→ Given exercise
Rewrite the listing below, beginning at the line that contains "Exercise. Point out each instance of the horse" and stopping after its final line. Keep every line in the same order, and add 75 to each x and y coordinate in the answers.

^^^^

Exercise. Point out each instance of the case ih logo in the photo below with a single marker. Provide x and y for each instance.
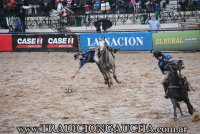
(29, 42)
(60, 42)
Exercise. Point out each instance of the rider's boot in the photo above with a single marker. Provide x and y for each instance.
(166, 90)
(96, 56)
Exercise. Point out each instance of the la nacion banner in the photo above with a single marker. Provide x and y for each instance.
(5, 42)
(177, 41)
(125, 41)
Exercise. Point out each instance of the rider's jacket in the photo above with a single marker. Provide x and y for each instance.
(163, 62)
(87, 56)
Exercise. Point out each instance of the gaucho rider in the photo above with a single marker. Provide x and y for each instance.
(90, 56)
(162, 62)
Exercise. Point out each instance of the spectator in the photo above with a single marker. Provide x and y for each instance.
(163, 3)
(183, 4)
(101, 28)
(35, 6)
(138, 7)
(198, 2)
(60, 7)
(26, 6)
(97, 5)
(154, 24)
(21, 15)
(11, 30)
(19, 27)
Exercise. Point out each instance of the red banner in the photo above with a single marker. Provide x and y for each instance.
(5, 42)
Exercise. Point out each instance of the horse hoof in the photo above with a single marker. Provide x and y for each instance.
(182, 115)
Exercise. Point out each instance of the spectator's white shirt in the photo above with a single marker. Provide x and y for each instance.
(154, 24)
(60, 7)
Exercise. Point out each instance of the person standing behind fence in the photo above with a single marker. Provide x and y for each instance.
(19, 28)
(154, 24)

^^^^

→ Finished task
Exercise. Point out each instance of the horse hoof in the photo above with a single marker. Provide x and y for each instance.
(257, 190)
Exercise. Point out each instance of the spectator's white shirt in the photo above with a single marker. Provide x and y for each instance.
(229, 99)
(135, 82)
Exercise. Point out each instance of the person standing behind fence in the photo above with a single marker. Provide x and y for each instance.
(94, 103)
(229, 99)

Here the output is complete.